**To do**
Find the line containing "Place a marker on the white illuminated" in the material below; copy that line and all following lines exactly.

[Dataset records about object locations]
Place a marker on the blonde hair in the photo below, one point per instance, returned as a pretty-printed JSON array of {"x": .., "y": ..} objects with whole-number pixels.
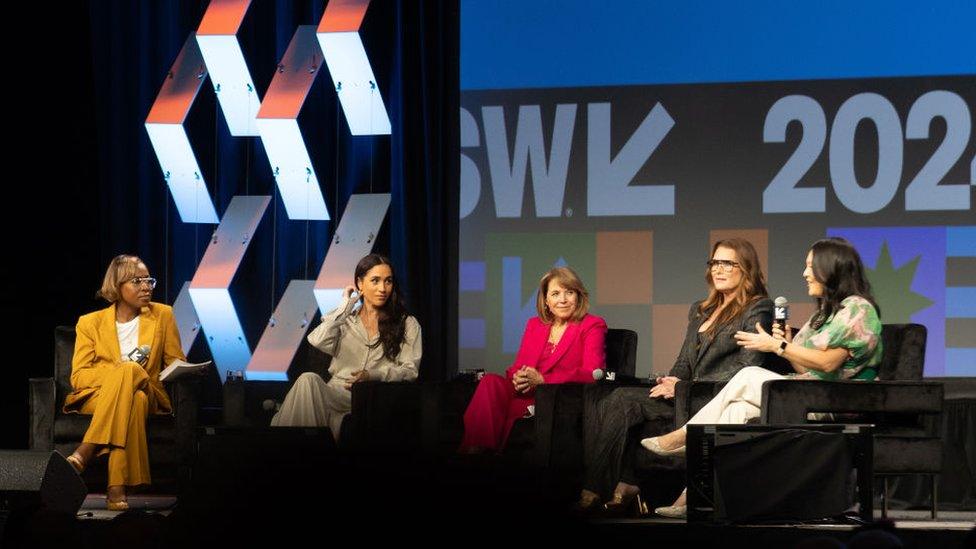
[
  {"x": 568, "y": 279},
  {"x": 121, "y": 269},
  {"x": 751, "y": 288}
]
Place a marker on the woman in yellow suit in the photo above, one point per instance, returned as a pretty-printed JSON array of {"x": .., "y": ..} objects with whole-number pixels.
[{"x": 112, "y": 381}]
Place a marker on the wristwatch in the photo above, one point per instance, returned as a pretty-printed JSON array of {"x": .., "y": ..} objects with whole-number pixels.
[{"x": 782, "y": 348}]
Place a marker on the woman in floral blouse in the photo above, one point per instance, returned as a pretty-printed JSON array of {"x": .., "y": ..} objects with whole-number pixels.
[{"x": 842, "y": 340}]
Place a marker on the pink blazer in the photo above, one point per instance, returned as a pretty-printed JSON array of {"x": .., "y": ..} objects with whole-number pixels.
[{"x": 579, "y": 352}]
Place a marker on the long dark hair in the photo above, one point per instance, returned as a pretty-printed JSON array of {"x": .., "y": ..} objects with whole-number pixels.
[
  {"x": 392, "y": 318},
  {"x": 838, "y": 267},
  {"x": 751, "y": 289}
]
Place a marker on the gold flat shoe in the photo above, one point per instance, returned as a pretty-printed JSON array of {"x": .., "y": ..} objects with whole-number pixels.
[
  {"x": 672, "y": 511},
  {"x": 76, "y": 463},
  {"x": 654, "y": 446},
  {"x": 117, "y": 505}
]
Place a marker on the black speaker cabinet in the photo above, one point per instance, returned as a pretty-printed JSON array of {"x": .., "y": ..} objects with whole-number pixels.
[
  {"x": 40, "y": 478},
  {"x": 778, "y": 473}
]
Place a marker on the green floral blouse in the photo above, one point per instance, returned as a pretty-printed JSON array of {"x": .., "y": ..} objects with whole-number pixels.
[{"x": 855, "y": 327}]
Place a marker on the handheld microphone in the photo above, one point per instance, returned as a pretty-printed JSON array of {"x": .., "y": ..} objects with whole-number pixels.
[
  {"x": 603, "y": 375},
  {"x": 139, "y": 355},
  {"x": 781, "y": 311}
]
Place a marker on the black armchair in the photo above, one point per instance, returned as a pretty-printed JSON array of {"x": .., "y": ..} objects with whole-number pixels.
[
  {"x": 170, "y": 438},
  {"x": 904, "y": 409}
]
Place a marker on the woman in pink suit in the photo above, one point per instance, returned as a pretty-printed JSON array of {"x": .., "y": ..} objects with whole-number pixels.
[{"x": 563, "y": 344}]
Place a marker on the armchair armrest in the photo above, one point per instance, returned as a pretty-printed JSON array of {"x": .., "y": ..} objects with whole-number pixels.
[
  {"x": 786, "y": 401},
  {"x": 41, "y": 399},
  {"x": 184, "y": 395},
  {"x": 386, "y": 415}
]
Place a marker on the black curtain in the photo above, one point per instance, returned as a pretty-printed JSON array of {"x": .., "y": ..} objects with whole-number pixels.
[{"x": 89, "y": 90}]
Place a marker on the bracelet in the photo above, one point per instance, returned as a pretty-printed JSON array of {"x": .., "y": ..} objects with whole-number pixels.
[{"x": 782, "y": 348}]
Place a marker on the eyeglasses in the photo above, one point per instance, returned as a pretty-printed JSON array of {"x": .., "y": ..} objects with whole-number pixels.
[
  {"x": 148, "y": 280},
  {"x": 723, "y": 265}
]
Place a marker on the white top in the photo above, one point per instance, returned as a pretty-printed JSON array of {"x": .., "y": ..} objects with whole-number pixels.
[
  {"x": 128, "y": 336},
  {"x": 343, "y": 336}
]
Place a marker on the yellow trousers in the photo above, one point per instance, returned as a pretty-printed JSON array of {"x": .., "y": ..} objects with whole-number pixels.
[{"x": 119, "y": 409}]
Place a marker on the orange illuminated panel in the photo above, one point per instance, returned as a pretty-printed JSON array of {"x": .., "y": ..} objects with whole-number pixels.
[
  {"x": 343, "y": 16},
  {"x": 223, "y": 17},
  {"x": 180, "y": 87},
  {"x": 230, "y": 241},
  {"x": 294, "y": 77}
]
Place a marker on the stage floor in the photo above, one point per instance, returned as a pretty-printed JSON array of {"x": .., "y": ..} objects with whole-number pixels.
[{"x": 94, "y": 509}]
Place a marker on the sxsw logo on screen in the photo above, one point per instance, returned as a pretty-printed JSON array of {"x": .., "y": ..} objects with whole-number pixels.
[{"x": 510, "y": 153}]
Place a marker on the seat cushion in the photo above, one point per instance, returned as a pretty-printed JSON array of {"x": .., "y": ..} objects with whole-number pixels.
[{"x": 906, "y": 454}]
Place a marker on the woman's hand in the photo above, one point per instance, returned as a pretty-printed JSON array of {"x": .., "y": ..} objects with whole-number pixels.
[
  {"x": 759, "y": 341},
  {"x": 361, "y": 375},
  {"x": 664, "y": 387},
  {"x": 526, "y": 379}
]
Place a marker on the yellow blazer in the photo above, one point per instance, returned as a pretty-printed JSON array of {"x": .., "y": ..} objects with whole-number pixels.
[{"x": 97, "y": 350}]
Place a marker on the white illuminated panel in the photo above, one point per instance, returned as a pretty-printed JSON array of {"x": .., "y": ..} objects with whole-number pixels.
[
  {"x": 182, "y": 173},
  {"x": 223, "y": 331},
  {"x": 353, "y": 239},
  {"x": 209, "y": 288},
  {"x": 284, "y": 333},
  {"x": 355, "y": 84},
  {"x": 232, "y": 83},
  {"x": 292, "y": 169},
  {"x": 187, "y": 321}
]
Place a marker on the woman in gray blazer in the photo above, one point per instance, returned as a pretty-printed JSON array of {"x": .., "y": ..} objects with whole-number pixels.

**Output**
Place a marker on the white illuminated panel in the photo above, one point per instance, returned as a pretty-printed JSON array of {"x": .., "y": ..} objects with whole-number pixels.
[
  {"x": 182, "y": 173},
  {"x": 223, "y": 331},
  {"x": 353, "y": 239},
  {"x": 209, "y": 288},
  {"x": 284, "y": 333},
  {"x": 355, "y": 84},
  {"x": 232, "y": 83},
  {"x": 292, "y": 169},
  {"x": 187, "y": 321}
]
Place a marker on the woman in gray blazer in the photo above, one point per instance, returned as a pretty-printed JSON array of {"x": .., "y": ..} objects with whole-number pixels.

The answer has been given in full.